*What to produce*. Convert every line of all the records below into a numbered list, skipping blank lines and leaving the pictures out.

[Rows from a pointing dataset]
•••••
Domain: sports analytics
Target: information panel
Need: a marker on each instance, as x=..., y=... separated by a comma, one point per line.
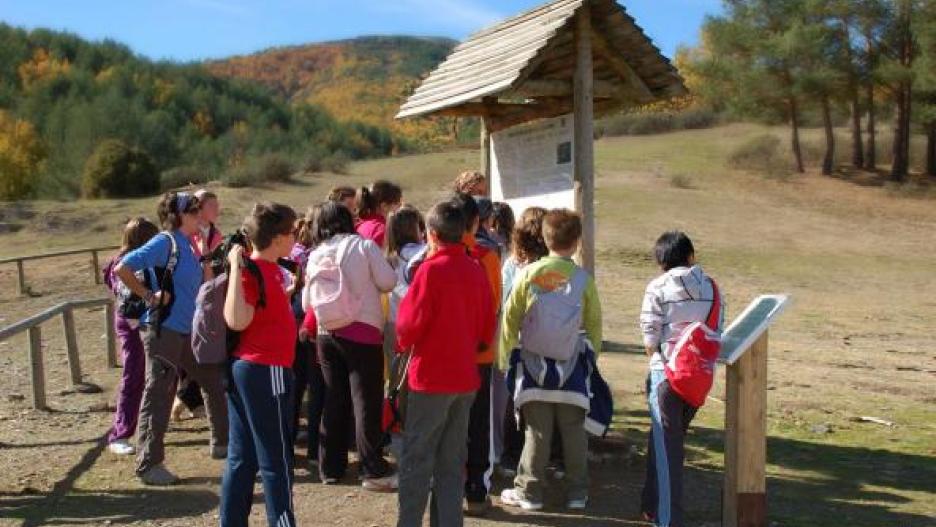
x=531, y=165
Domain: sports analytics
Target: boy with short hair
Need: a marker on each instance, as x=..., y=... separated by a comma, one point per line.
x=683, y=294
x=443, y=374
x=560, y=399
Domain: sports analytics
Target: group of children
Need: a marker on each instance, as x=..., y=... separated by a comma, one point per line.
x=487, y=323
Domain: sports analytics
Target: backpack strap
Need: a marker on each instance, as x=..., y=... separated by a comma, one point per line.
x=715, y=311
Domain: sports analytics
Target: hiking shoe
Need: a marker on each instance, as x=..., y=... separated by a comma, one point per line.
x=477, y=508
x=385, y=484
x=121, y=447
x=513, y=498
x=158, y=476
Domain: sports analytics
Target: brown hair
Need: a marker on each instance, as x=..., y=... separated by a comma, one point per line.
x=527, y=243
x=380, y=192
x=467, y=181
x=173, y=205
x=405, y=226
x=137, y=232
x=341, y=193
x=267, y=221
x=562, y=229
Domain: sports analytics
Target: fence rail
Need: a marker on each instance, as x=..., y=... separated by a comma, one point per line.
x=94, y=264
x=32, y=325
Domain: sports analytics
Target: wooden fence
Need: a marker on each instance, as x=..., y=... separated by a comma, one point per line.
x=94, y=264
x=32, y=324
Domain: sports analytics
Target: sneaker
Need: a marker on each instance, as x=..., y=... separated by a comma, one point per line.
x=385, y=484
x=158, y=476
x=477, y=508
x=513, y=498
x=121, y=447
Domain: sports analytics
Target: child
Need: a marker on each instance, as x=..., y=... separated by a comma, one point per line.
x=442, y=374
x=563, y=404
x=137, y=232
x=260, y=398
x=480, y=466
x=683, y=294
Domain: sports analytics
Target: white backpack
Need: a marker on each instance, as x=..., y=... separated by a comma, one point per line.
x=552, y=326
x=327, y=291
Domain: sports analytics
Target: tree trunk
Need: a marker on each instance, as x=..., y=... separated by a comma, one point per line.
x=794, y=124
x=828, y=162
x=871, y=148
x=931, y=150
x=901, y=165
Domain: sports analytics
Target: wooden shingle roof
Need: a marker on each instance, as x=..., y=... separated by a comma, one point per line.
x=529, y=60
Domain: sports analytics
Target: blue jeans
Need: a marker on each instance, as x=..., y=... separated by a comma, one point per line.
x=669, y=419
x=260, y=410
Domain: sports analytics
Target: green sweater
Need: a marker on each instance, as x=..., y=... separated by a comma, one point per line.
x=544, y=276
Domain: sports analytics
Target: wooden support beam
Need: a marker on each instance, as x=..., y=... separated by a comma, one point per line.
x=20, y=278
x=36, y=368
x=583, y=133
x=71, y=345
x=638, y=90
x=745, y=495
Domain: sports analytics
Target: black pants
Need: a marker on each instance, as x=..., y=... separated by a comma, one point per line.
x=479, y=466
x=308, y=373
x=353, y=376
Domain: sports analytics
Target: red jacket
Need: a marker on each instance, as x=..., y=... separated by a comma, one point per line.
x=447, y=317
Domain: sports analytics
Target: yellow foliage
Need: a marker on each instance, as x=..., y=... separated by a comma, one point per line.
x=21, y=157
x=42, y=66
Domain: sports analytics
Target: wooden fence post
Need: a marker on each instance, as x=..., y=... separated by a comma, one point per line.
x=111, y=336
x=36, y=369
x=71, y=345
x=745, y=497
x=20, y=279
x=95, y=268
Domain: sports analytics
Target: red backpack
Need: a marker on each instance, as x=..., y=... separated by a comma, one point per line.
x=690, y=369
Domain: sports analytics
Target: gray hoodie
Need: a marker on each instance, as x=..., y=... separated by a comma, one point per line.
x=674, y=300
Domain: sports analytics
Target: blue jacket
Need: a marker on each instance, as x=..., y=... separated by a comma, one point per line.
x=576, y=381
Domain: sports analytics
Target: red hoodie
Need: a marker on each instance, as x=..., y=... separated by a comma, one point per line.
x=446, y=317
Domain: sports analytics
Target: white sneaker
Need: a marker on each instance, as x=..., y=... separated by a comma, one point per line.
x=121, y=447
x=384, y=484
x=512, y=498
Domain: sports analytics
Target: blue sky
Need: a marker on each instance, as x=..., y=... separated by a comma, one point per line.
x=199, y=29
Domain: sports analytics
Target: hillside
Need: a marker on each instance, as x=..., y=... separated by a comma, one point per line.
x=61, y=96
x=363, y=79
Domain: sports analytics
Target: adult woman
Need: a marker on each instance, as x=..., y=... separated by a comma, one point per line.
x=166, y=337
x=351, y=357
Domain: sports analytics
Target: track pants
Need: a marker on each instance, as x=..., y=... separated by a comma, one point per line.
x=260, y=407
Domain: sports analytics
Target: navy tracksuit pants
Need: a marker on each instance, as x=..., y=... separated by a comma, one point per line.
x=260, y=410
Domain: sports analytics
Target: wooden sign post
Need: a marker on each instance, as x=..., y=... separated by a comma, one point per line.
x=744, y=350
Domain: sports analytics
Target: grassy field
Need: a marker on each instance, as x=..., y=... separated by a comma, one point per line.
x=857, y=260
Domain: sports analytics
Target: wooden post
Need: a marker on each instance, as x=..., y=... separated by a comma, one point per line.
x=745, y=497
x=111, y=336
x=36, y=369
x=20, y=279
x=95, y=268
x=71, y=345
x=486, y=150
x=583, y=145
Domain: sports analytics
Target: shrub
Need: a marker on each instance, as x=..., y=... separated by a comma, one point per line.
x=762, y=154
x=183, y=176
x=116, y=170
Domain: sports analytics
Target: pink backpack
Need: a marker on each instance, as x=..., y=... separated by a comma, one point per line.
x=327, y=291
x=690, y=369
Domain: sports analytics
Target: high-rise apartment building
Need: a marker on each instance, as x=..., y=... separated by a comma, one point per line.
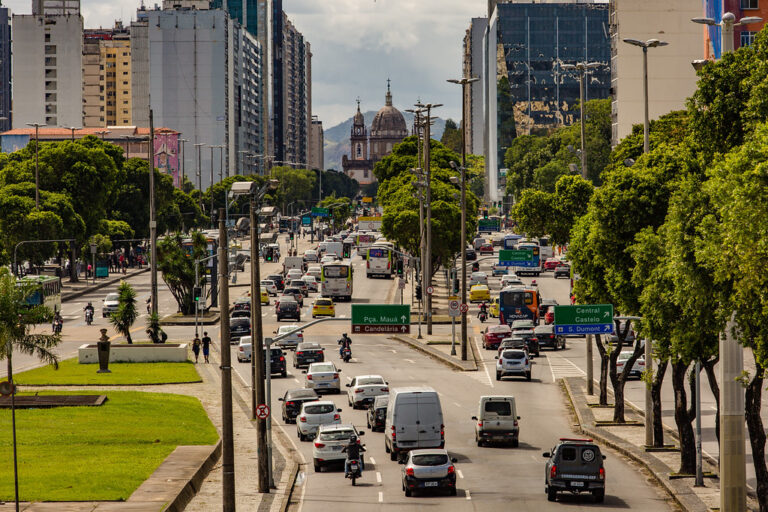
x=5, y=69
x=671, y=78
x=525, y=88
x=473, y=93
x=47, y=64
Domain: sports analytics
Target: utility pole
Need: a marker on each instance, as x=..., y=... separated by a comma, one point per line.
•••••
*Written response*.
1. Domain: sports analytics
2. Target: information panel
3. Need: a marker on each instance, as x=..., y=... separated by a comma, one point per line.
4. x=531, y=165
5. Domain: sports analytics
6. Target: boy with short hair
7. Need: a marker on each instance, as x=..., y=... separated by a comma, one point per line.
8. x=683, y=294
9. x=443, y=374
10. x=560, y=399
11. Domain: sports analytics
12. Target: group of children
13. Need: a marker on each instance, as x=..., y=... separated by a comma, one point per line.
14. x=487, y=323
15. Domain: sports analytics
16. Target: backpack strap
17. Need: a marker on each instance, as x=..., y=... separated by a comma, one point per line.
18. x=715, y=311
19. Domain: sports analytics
20. Target: hiking shoe
21. Need: a marker on each instance, as x=..., y=... separated by a comma, one point per line.
22. x=477, y=508
23. x=385, y=484
24. x=121, y=447
25. x=513, y=498
26. x=158, y=476
27. Domain: sports analytics
28. Target: brown hair
29. Need: a marker on each instance, as x=..., y=... separated by a comma, one point per line.
30. x=527, y=243
31. x=380, y=192
32. x=467, y=181
33. x=173, y=205
34. x=405, y=226
35. x=137, y=232
36. x=341, y=193
37. x=267, y=221
38. x=562, y=229
39. Domain: sports analytics
40. Target: fence rail
41. Need: a marker on each instance, as x=..., y=... separated by a comma, one point per line.
42. x=94, y=264
43. x=32, y=325
44. Domain: sports analytics
45. Target: wooden fence
46. Need: a marker on each instance, as x=..., y=... separated by a comma, one point per line.
47. x=94, y=264
48. x=32, y=324
49. Domain: sports analytics
50. Target: sneaker
51. Need: a marker on each instance, as x=..., y=... separated by a comma, one point per line.
52. x=385, y=484
53. x=158, y=476
54. x=477, y=508
55. x=513, y=498
56. x=121, y=447
57. Domain: sports analytics
58. Target: child
59. Need: a marker on each instance, as x=..., y=... separated by a comma, one point per line.
60. x=442, y=374
61. x=563, y=404
62. x=137, y=232
63. x=260, y=398
64. x=480, y=466
65. x=683, y=294
66. Domain: sports analytics
67. Target: white backpack
68. Need: a marker on each instance, as x=..., y=... separated by a comma, one point per line.
69. x=552, y=326
70. x=327, y=291
71. Domain: sports analytics
72. Target: tree trunk
73. Need: a marker on each instance, as x=..., y=... separated by a comma, one point per line.
74. x=794, y=124
75. x=828, y=162
76. x=871, y=148
77. x=931, y=150
78. x=901, y=165
79. Domain: sports analytics
80. Target: wooden shingle roof
81. Need: a marker on each instance, as x=..., y=... separated by a comma, one point per line.
82. x=529, y=60
83. Domain: sports analytics
84. Target: blue jeans
85. Need: a marker on each instance, as x=..., y=... separated by a comma, one point per line.
86. x=669, y=419
87. x=260, y=410
88. Domain: sports analytics
89. Target: green sweater
90. Need: a marker on each instance, as x=..., y=... separated by a comma, one point per line.
91. x=544, y=276
92. Domain: sports analytics
93. Target: wooden support beam
94. Need: a marker on each instance, as x=..., y=... separated by a comma, one point per line.
95. x=20, y=278
96. x=36, y=368
97. x=583, y=133
98. x=71, y=345
99. x=638, y=90
100. x=745, y=495
101. Domain: sports analytics
102. Target: black pants
103. Need: a marker on each instance, as x=..., y=... separated by a comma, one point per line.
104. x=479, y=466
105. x=308, y=373
106. x=353, y=376
107. Domain: sports analytics
108. Target: red jacket
109. Need: a marker on each instance, as x=..., y=... separated by a comma, one point per line.
110. x=447, y=317
111. Domain: sports analytics
112. Target: yellow foliage
113. Need: a marker on each instance, as x=..., y=... separated by a comma, one point per line.
114. x=21, y=157
115. x=42, y=66
116. Domain: sports analytics
117. Target: wooden fence post
118. Need: a marker on each instance, as x=..., y=... separated by a comma, one point per line.
119. x=111, y=336
120. x=36, y=369
121. x=71, y=345
122. x=745, y=497
123. x=20, y=279
124. x=95, y=268
125. Domain: sports analytics
126. Target: red backpack
127. Need: a marker on each instance, as x=..., y=... separated by a comma, one point per line.
128. x=690, y=369
129. Domain: sports analytics
130. Target: gray hoodie
131. Need: a marker on each instance, as x=..., y=... separated by a comma, one point per line.
132. x=674, y=300
133. Domain: sports analytics
134. Target: blue jacket
135. Need: a marker on each instance, as x=..., y=... separated by a comma, one point per line.
136. x=576, y=381
137. Domain: sports analytics
138. Target: red hoodie
139. Need: a marker on each instance, as x=..., y=... separated by a comma, one point per line.
140. x=446, y=317
141. Domain: sports analytics
142. Target: white sneaker
143. Need: a marker on each instance, as x=..., y=... separated by a comma, one point per line.
144. x=121, y=447
145. x=384, y=484
146. x=512, y=498
147. Domain: sports analytics
148. Target: blue sky
149. Need: a marker on each instance, as x=..., y=... separated by a comma, one point per line.
150. x=199, y=29
151. Domain: sports analytics
152. Target: hillside
153. Need: a marker on each instance, as x=..., y=... separated by a comma, one point per line.
154. x=61, y=96
155. x=363, y=79
156. Domain: sports analytics
157. Target: adult woman
158. Need: a marker on each instance, as x=..., y=... separated by a comma, one point per line.
159. x=166, y=337
160. x=351, y=357
161. Domain: sports analytics
162. Target: track pants
163. Need: a marker on each instance, as x=..., y=... separated by a comma, one point per line.
164. x=260, y=407
165. Domain: sports analytics
166. Target: navy tracksuit pants
167. Need: a marker on each instance, as x=..., y=... separated by a comma, one point per line.
168. x=260, y=410
169. Domain: sports analytics
170. Target: wooden sign post
171. Need: a marker on each instance, as x=..., y=... separated by a comma, one point per line.
172. x=744, y=350
173. Domain: sports analytics
174. Target: grassy field
175. Need: a marker on each instance, as x=..., y=... separated by a comma, one point per line.
176. x=857, y=260
177. Domain: sports analytics
178. Target: wooden post
179. Need: a marker on each instance, as x=..., y=... separated by a comma, one point per line.
180. x=745, y=497
181. x=111, y=336
182. x=36, y=369
183. x=20, y=279
184. x=95, y=268
185. x=71, y=345
186. x=486, y=150
187. x=583, y=145
188. Domain: sports analytics
189. Target: shrub
190. Need: a marker on each instance, as x=..., y=... separated by a comma, one point per line.
191. x=762, y=154
192. x=183, y=176
193. x=116, y=170
194. Domain: sports analytics
195. Target: pink backpack
196. Need: a marker on each instance, as x=..., y=... separated by a comma, one point per line.
197. x=327, y=291
198. x=690, y=369
199. Domain: sports analytics
200. Target: high-rise apartment building
201. Need: a marker on each instance, as x=..., y=... separated by a comma, one point per line.
202. x=5, y=69
203. x=671, y=78
204. x=525, y=88
205. x=473, y=93
206. x=47, y=64
207. Domain: sports analytics
208. Target: utility pole
209. Need: a marker on each instance, as x=..., y=... separated by a comma, one point per line.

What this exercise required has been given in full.